**What this exercise asks**
1 > Answer these about the Eddie Sargent page:
(a) In which years was he mayor of Owen Sound?
(b) Which riding did he represent before Grey-Bruce?
(c) How many daughters did he and his wife raise?
2 > From the Eddie Sargent page, return word for word the stretch that opens with "Personal details" and closes with "North and Grey-Bruce.".

**Page extract**
-.-.-

Ontario MPP
- In office 1967–1987
- Preceded by: New riding
- Succeeded by: Riding abolished
- Constituency: Grey-Bruce
- In office 1963–1967
- Preceded by: Mac Phillips
- Succeeded by: Riding abolished
- Constituency: Grey North

Mayor of Owen Sound, Ontario
- In office 1948–1963

Personal details
- Born: April 11, 1915 Port Dover, Ontario
- Died: January 28, 1998 (aged 82) Owen Sound, Ontario
- Party: Liberal
- Spouse: Roma McLean (1940-1981)
- Children: 3
- Profession: Businessman

= Eddie Sargent =

Canadian politician

Edward Carson Sargent (April 11, 1915 – January 28, 1998) was a politician in Ontario, Canada. He was a Liberal member of the Legislative Assembly of Ontario from 1963 to 1987 who represented the central Ontario ridings of Grey North and Grey-Bruce.

==Background==
Sargent was born in Port Dover, and educated in Owen Sound. He was a publisher and sales executive, serving as president of Owen Sound Herald Press Ltd., Sargent Reality Co. Ltd. and Eddie Sargent Promotions Ltd. He married Roma McLean in 1940 and together they raised three daughters. His wife died of cancer in 1981.

-.-.-

**Available data**
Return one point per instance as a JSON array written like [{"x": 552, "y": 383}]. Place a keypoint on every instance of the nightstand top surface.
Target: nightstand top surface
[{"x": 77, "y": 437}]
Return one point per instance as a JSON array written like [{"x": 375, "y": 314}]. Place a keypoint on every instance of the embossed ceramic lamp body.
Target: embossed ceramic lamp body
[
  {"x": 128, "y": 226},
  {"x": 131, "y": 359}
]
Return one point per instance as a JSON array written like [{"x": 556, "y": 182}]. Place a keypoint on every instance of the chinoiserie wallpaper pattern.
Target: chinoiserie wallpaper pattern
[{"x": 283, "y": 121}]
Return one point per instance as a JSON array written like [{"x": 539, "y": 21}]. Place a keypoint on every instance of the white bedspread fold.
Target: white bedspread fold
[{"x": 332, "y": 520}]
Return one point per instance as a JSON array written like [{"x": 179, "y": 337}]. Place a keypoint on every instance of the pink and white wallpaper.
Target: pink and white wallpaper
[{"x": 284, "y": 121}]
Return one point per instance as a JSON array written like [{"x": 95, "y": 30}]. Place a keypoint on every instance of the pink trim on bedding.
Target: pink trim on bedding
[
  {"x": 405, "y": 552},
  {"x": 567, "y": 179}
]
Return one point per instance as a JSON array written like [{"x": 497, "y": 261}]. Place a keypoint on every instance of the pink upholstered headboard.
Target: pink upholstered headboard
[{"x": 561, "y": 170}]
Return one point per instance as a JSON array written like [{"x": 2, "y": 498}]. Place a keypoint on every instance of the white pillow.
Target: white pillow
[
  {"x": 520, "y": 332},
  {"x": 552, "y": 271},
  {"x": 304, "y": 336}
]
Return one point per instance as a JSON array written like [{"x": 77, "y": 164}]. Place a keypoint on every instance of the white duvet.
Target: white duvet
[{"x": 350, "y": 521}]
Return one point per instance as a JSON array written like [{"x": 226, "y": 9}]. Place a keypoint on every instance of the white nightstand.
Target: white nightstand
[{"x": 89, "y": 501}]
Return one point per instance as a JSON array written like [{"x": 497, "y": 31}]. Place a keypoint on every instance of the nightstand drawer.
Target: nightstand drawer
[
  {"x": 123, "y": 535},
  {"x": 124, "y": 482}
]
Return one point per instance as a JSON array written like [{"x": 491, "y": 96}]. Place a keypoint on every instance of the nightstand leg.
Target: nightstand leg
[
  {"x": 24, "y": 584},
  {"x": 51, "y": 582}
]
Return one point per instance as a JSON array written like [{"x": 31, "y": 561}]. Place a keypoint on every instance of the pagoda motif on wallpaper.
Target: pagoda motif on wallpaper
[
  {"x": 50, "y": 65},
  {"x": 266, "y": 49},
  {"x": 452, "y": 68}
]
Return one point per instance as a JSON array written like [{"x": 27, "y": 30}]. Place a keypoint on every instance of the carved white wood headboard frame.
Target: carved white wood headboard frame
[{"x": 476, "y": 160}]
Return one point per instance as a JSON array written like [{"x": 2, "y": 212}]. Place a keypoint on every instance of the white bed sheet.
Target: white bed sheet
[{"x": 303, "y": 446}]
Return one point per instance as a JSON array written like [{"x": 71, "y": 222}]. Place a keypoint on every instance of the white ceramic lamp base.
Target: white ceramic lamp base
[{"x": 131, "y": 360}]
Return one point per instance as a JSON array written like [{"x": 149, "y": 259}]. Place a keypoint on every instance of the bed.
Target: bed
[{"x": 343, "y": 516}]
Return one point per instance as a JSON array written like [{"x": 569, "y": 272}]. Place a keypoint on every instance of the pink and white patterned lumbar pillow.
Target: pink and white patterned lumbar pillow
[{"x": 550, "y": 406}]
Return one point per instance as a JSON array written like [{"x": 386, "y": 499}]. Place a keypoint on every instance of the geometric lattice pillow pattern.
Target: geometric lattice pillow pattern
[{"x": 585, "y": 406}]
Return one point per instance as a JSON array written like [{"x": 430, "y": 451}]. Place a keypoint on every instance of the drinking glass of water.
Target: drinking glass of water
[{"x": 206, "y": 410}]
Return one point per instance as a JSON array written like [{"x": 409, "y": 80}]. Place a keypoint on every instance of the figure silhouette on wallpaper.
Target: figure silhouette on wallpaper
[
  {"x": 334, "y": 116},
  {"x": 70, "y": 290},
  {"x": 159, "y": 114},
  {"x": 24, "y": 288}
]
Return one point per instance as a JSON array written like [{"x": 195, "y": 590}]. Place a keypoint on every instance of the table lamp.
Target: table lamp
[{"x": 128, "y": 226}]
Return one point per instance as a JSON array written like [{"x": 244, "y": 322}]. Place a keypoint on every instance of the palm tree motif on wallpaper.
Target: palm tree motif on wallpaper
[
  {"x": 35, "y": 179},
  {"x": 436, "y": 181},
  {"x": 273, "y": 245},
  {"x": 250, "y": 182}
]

-.-.-

**Answer section**
1 >
(a) 1948–1963
(b) Grey North
(c) Three

2 >
Personal details
- Born: April 11, 1915 Port Dover, Ontario
- Died: January 28, 1998 (aged 82) Owen Sound, Ontario
- Party: Liberal
- Spouse: Roma McLean (1940-1981)
- Children: 3
- Profession: Businessman

= Eddie Sargent =

Canadian politician

Edward Carson Sargent (April 11, 1915 – January 28, 1998) was a politician in Ontario, Canada. He was a Liberal member of the Legislative Assembly of Ontario from 1963 to 1987 who represented the central Ontario ridings of Grey North and Grey-Bruce.